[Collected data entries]

※

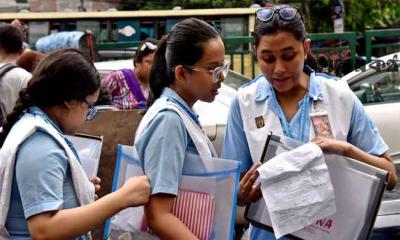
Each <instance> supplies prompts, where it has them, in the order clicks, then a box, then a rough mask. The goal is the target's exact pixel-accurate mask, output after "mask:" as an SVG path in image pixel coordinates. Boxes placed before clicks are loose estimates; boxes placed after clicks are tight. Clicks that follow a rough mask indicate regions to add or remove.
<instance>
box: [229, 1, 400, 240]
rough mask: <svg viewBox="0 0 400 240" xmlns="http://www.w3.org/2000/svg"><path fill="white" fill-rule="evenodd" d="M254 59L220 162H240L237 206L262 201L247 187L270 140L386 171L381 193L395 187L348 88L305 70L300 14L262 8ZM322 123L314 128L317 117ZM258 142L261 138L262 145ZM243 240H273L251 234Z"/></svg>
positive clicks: (384, 161) (374, 135)
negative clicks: (269, 135)
mask: <svg viewBox="0 0 400 240" xmlns="http://www.w3.org/2000/svg"><path fill="white" fill-rule="evenodd" d="M256 18H257V19H256V22H255V26H254V40H255V41H254V42H255V46H254V51H255V53H256V57H257V61H258V63H259V66H260V69H261V72H262V75H260V76H259V77H257V78H256V79H254V80H253V81H252V82H250V83H248V84H246V85H244V86H243V87H241V88H240V89H239V91H238V95H237V97H235V98H234V100H233V102H232V105H231V110H230V114H229V117H228V123H227V127H226V134H225V140H224V146H223V151H222V157H223V158H227V159H237V160H240V161H242V163H243V164H242V167H243V168H242V172H243V177H242V179H241V182H240V187H239V194H238V202H239V204H242V205H245V204H247V203H251V202H255V201H257V200H258V199H259V198H260V197H261V191H260V187H259V186H253V185H254V184H255V181H256V179H257V178H258V173H257V172H256V169H257V167H259V166H260V163H259V161H260V159H261V154H262V150H263V147H264V145H265V141H266V137H267V134H268V133H269V132H271V131H272V132H273V133H274V134H277V135H283V136H287V137H291V138H295V139H297V140H300V141H302V142H309V141H312V142H314V143H316V144H317V145H318V146H319V147H321V149H322V150H323V151H324V152H327V153H335V154H340V155H344V156H347V157H350V158H354V159H357V160H359V161H362V162H365V163H367V164H371V165H374V166H376V167H379V168H382V169H384V170H387V171H389V173H390V179H389V185H388V188H389V189H392V188H393V187H394V186H395V184H396V181H397V180H396V174H395V169H394V165H393V162H392V160H391V158H390V156H389V154H388V152H387V151H388V146H387V145H386V144H385V142H384V141H383V139H382V138H381V136H380V135H379V133H378V130H377V128H376V126H375V124H374V123H373V122H372V121H371V119H370V118H369V116H368V115H367V114H366V113H365V111H364V109H363V106H362V104H361V102H360V101H359V100H358V99H357V97H356V96H355V95H354V94H353V92H352V91H351V90H350V88H349V87H348V86H347V83H345V82H341V81H335V80H334V79H333V78H331V77H330V76H328V75H325V74H320V73H315V72H314V70H313V69H311V68H310V67H308V66H307V65H306V64H305V60H306V58H307V53H308V50H309V48H310V40H309V39H307V38H306V30H305V27H304V22H303V19H302V16H301V13H300V11H299V9H297V8H294V7H291V6H277V7H274V8H261V9H259V10H257V12H256ZM321 110H323V111H324V112H325V113H327V114H325V115H321V116H322V117H321V118H323V119H324V121H320V122H318V121H314V118H313V116H314V115H313V114H314V113H318V112H320V113H322V111H321ZM262 136H265V138H263V137H262ZM250 239H260V240H261V239H262V240H265V239H275V238H274V236H273V234H271V233H268V232H266V231H264V230H261V229H260V228H256V227H253V226H251V227H250Z"/></svg>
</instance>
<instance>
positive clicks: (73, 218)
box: [28, 192, 124, 239]
mask: <svg viewBox="0 0 400 240" xmlns="http://www.w3.org/2000/svg"><path fill="white" fill-rule="evenodd" d="M118 199H120V198H119V193H118V192H115V193H111V194H108V195H106V196H104V197H103V198H101V199H99V200H97V201H95V202H93V203H91V204H88V205H85V206H81V207H77V208H71V209H63V210H59V211H57V212H55V213H54V214H51V215H46V214H39V215H38V216H33V217H32V218H37V217H42V219H43V221H41V220H39V221H37V219H35V221H34V223H32V224H29V222H30V220H31V219H28V226H29V231H30V233H31V235H32V238H33V239H69V238H74V237H77V236H80V235H83V234H85V233H87V232H89V231H90V230H92V229H94V228H95V227H96V226H97V225H99V224H101V223H103V222H104V221H105V220H106V219H107V218H109V217H111V216H112V215H114V214H116V213H117V212H119V211H120V210H122V209H123V208H124V206H123V205H122V204H121V202H122V201H118ZM44 218H46V219H44ZM31 222H33V221H31ZM44 222H45V223H46V224H43V223H44Z"/></svg>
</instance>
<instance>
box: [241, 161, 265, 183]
mask: <svg viewBox="0 0 400 240" xmlns="http://www.w3.org/2000/svg"><path fill="white" fill-rule="evenodd" d="M259 166H261V163H256V164H254V165H253V166H252V167H251V168H250V170H249V171H247V173H246V174H245V175H244V176H243V178H242V179H241V182H242V181H243V182H248V181H249V179H250V178H252V177H253V175H254V173H257V174H258V172H257V171H256V170H257V168H258V167H259ZM256 179H257V178H256Z"/></svg>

※

Problem to work on: Reply with a number alone, the number of lines of the records that hold the word "positive".

Response to this exercise: 2